### WHAT YOU WILL DO
In full and without alteration, repeat the material.

======== LISTING

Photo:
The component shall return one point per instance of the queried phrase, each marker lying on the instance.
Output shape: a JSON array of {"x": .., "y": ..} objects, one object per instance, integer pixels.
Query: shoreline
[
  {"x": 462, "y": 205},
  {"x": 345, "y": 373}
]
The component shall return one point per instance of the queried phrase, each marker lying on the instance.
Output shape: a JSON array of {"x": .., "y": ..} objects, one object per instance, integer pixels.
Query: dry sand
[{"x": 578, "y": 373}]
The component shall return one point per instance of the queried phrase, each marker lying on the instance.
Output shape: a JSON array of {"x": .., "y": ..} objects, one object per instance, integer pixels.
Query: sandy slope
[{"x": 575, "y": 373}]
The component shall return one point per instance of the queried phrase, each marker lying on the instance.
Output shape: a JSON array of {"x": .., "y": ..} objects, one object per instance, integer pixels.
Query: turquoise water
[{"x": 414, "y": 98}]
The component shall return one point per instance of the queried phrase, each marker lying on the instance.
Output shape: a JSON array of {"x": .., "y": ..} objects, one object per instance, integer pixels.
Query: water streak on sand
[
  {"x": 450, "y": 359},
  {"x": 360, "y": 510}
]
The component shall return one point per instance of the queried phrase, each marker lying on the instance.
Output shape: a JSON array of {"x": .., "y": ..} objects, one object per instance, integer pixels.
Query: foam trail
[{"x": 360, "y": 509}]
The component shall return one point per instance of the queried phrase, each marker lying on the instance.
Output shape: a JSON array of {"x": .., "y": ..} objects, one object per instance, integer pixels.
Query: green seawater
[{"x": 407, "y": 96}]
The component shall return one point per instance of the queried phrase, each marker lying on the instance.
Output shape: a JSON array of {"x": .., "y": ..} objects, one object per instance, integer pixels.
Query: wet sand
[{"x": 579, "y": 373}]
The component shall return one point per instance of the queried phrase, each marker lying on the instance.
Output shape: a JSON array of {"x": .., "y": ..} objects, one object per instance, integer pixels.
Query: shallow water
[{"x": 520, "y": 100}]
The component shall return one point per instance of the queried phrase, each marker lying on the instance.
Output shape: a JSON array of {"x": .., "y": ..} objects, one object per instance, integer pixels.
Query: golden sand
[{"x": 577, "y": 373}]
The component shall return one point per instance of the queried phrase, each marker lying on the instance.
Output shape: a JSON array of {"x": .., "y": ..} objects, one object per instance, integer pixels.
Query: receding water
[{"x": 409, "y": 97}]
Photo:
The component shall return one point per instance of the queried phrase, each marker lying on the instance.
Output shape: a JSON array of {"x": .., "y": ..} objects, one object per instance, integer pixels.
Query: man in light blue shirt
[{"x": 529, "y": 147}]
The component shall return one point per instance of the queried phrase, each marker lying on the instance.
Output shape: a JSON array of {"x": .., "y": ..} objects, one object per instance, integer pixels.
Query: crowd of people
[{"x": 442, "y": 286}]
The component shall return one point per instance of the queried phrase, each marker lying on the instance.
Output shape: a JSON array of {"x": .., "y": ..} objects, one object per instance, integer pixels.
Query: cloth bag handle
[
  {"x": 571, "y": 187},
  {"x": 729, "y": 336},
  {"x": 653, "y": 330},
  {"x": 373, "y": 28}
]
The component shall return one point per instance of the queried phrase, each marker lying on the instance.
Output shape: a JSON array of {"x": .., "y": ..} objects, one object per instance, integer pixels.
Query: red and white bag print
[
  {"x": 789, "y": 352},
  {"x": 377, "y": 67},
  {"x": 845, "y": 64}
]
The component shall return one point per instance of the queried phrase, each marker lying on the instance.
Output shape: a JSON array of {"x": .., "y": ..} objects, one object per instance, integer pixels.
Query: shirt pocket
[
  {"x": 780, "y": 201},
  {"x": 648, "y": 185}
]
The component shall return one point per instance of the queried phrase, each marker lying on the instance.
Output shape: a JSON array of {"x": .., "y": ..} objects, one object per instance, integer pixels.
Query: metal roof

================

### ANSWER TO THE EXERCISE
Photo:
The component shall return one point per instance of the queried phrase, each marker lying on the instance.
Output shape: a JSON array of {"x": .., "y": ..} objects, one object per instance, integer pixels.
Query: shoreline
[
  {"x": 462, "y": 205},
  {"x": 345, "y": 373}
]
The component shall return one point per instance of the queried phrase, each marker lying on the instance.
Output shape: a JSON array of {"x": .., "y": ..} objects, one object per instance, integer pixels.
Query: dry sand
[{"x": 578, "y": 373}]
The component shall return one point per instance of the queried phrase, each marker lying on the instance.
Output shape: a JSON array of {"x": .., "y": ..} objects, one object per instance, integer pixels.
Query: sandy slope
[{"x": 575, "y": 373}]
The component shall return one point per instance of the queried phrase, each marker lying on the instance.
Output shape: a JSON array of {"x": .., "y": ..} objects, one object per instance, integer pixels.
Query: turquoise water
[{"x": 414, "y": 98}]
The component shall return one point per instance of the queried phrase, each marker lying on the instance.
Output shape: a JSON array of {"x": .., "y": ..} objects, one object per instance, integer pixels.
Query: water streak on sand
[
  {"x": 450, "y": 359},
  {"x": 360, "y": 510}
]
The component shall return one point per instance of the queried phrase, each marker lying on the instance.
Output shape: a JSON array of {"x": .., "y": ..} objects, one object per instance, integer pixels.
Query: foam trail
[{"x": 360, "y": 509}]
The component shall return one point per instance of the queried phrase, each marker lying on the instance.
Output shape: a JSON array of {"x": .., "y": ..} objects, one object per instance, integer pixels.
Query: green seawater
[{"x": 407, "y": 96}]
The component shall return one point per instance of the queried phrase, each marker lying on the instance.
Output shape: a JSON array of {"x": .., "y": ..} objects, one object per instance, integer pixels.
Query: wet sand
[{"x": 579, "y": 373}]
The component shall return one point per instance of the queried phrase, each marker lying on the instance.
Output shape: a JSON array of {"x": .., "y": ..} objects, one object per instance, integer pixels.
Query: shallow water
[{"x": 520, "y": 100}]
The component shall return one point per instance of the queried phrase, each marker lying on the instance.
Output shape: a JSON array of {"x": .., "y": ..} objects, one object per instance, integer pixels.
Query: golden sand
[{"x": 577, "y": 373}]
The component shall return one point per instance of the queried phrase, each marker lying on the instance.
Output shape: a JSON array of {"x": .., "y": ..} objects, one object per instance, integer pixels.
Query: receding water
[{"x": 409, "y": 97}]
Photo:
The component shall return one point per instance of the queried phrase, each marker lying on the instance.
Output shape: a JSON array of {"x": .., "y": ..} objects, one object per instance, integer pixels.
Query: man in light blue shirt
[{"x": 529, "y": 147}]
The component shall return one point per instance of the queried phrase, each marker lying on the instance.
Output shape: a JSON array of {"x": .., "y": ..} objects, one object per instance, integer pixels.
Query: crowd of people
[{"x": 442, "y": 286}]
The component shall return one point per instance of the queried phrase, each marker lying on the instance.
Output shape: a JSON array of {"x": .., "y": ..} objects, one object per instance, integer pixels.
Query: cloth bag handle
[
  {"x": 571, "y": 187},
  {"x": 729, "y": 336},
  {"x": 653, "y": 330},
  {"x": 373, "y": 28}
]
The component shall return one point per instance of the queried phrase, each marker lying on the instance.
Output shape: a JSON array of {"x": .., "y": ..} objects, one object per instance, integer pixels.
Query: red and white bag print
[
  {"x": 789, "y": 352},
  {"x": 377, "y": 67},
  {"x": 845, "y": 64}
]
The component shall return one point per instance of the queried phrase, each marker lying on the instance.
Output shape: a JSON array of {"x": .., "y": ..} objects, one object per instance, integer pixels.
Query: shirt pocket
[
  {"x": 780, "y": 201},
  {"x": 648, "y": 185}
]
The component shall return one point per instance of the queried phrase, each marker lying on the instance.
Output shape: a JSON array of {"x": .., "y": ..} objects, one object per instance, integer pixels.
Query: metal roof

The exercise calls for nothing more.